> [EXERCISE 1] In the passage on regulatory T cell suppression, which cytokine do mouse Tregs express constitutively while human Tregs do not?
> [EXERCISE 2] Carry on the passage on regulatory T cell suppression from where it stops.

━━━ SELECTED TEXT ━━━

Tregs in mice have been shown to exert suppression by cell-cell contact and humoral mechanisms with involvement of a variety of molecules, including surface molecules (e.g., cytotoxic T lymphocyte antigen-4 (CTLA-4), CD39, and CD73), immunoregulatory cytokines (e.g., TGF-β, IL-10, and IL-35), and secreted molecules (e.g., granzyme) (47). Several potential mechanisms of suppression by human Tregs have also been proposed, based on in vitro suppression assays, including cell-contact dependent mechanisms (e.g., Fas/FasL-mediated apoptosis of CD8+ responder cells and lysis of target cells through a perforin/granzyme-dependent pathway) and humoral factor-mediated mechanisms (e.g., secretion of inhibitory cytokines such as IL-10) (48–51). Notably, the mechanisms of human Treg-mediated suppression are similar, but not identical to, mechanisms of regulation by mouse Tregs. For example, IL-35 has been reported to be constitutively expressed by mouse Tregs and contribute to the suppressive activity of Tregs (52), whereas humans Tregs do not constitutively express IL-35 (53). In relations to the lungs, in vivo mouse studies have demonstrated IL-10 mediated Treg effects in allergic conditions (54, 55). In acute lung injury (ALI), Tregs were found to promote the resolution of inflammation through modulation of the alveolar inflammatory milieu in a mouse model of ALI (56). Furthermore, inhibition of TGF-β with neutralizing antibodies abrogated Treg-mediated resolution of inflammation in ALI (56), indicating a potential contribution of TGF-β-dependent mechanisms in the suppressive effects of Tregs. Additionally, recent observations demonstrate that mouse CD4+Foxp3+ Tregs in the lungs can also express the IL-33 receptor suppression of tumorigenicity 2 (ST2) (57, 58). IL-33 is an alarmin cytokine that can be released from damaged epithelial cells to alert the immune system after tissue injury (59). Intriguingly, after exposure to IL-33, mouse Tregs were found to increase the expression levels of GATA-3 as well as ST2 and secrete Th2 cytokines (57). Moreover, it has been reported that mouse ST2+ Tregs secrete high levels of amphiregulin, IL-10, and TGF-β in vitro in the presence of IL-33 (58, 60). Thus, IL-33-responsive Tregs may have a role in tissue repair and fibrotic responses in the lungs, which needs to be confirmed in further studies.

━━━ STORED DATA ━━━

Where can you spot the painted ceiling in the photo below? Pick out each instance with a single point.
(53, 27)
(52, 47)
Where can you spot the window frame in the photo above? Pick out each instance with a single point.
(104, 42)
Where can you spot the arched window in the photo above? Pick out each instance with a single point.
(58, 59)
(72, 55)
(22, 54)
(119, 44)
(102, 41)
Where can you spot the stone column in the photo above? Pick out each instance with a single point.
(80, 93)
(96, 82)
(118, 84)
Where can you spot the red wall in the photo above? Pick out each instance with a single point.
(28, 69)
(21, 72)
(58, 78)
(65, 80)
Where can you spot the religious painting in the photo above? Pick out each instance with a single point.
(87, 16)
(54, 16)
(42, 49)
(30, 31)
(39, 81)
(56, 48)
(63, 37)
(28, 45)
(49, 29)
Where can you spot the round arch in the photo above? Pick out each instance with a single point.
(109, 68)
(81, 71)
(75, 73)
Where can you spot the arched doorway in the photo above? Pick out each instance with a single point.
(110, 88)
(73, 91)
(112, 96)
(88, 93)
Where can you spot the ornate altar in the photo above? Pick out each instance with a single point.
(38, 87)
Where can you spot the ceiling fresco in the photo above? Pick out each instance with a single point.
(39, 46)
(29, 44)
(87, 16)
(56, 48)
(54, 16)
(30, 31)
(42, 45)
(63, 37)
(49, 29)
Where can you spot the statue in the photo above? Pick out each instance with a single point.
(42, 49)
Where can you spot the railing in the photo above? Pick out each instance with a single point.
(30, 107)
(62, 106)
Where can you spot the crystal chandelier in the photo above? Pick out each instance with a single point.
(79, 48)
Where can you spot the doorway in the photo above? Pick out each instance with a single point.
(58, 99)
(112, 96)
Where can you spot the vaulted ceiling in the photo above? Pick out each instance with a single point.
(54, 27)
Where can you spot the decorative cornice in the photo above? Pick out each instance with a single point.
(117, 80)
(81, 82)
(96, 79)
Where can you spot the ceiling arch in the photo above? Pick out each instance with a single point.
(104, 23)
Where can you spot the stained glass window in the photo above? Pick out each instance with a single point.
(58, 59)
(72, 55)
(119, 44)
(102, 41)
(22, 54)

━━━

> [TASK ANSWER 1] IL-35

> [TASK ANSWER 2]
Tregs in Radiation-Induced Pneumonitis

As stated above, Tregs have been implicated in the resolution of inflammation in ALI and allergic conditions, and one can speculate that Tregs may also be beneficial during the pneumonitic phase of RILI in that they dampen excessive pro-inflammatory responses, thereby ameliorating inflammation-associated tissue damage.

Supporting this hypothesis, Wirsdorfer et al. found that thorax irradiation caused a transient accumulation of Tregs in irradiated lungs at 21 days after irradiation. Moreover, the accumulation of Tregs was associated with increased surface expression of immunoregulatory molecules (e.g., CTLA-4, CD73) on CD4+ T cells (17). It is tempting to speculate that Tregs play a protective role in the pneumonitic phase via their suppressive action on pro-inflammatory T cells, such as Th17 cells (22, 61, 62). Another murine study from Liu et al. demonstrated a transient increase in the number of Tregs expressing CTLA-4 in hilar lymph nodes and the spleen at 7 days after the silica exposure (12). Further, depletion of Tregs by intraperitoneal injection of anti-CD25 mAb 1 day before the silica exposure and every 7 days thereafter led to enhanced early lung inflammation with significantly increased infiltration of neutrophils at 7 days after the silica exposure (12), which lends further credence to the protective role of Tregs in the early inflammatory response to lung injury. Moreover, a recent clinical study reported that an imbalance of the Th17/Treg ratio toward Th17 cells was a predictor of RP in patients receiving thoracic radiotherapy (63).

There are several potential explanations for the accumulation of Tregs in irradiated lungs during the pneumonitic phase. First, the increased Treg fraction may be partially attributed to enhanced radioresistance and survival of Tregs compared with other lymphocyte subpopulations (10). Second, given the crucial role of TGF-β in the development of Tregs (34, 36), radiation-induced changes in the cytokine milieu (e.g., increased levels of TGF-β) may favor Treg accumulation in the lung tissue. However, it is noteworthy that radiation induces TGF-β production in a dose-dependent, time-dependent, and tissue-specific manner (64), and the precise role of TGF-β in the accumulation of Tregs in the lung tissue requires further exploration. Additionally, in irradiated macrophages, radiation-induced DNA damage results in potent induction of pro-inflammatory cytokines and chemokines (65). Tregs express a repertoire of inflammatory chemokines receptors (e.g., CCR2, CCR4, and CCR5) (66), suggesting that inflammatory chemokines may mediates the recruitment of Tregs at inflammatory sites through binding to their receptors on Tregs. For example, CCL2 has been shown to have a crucial role in the recruitment of Tregs to an inflamed site (67–69).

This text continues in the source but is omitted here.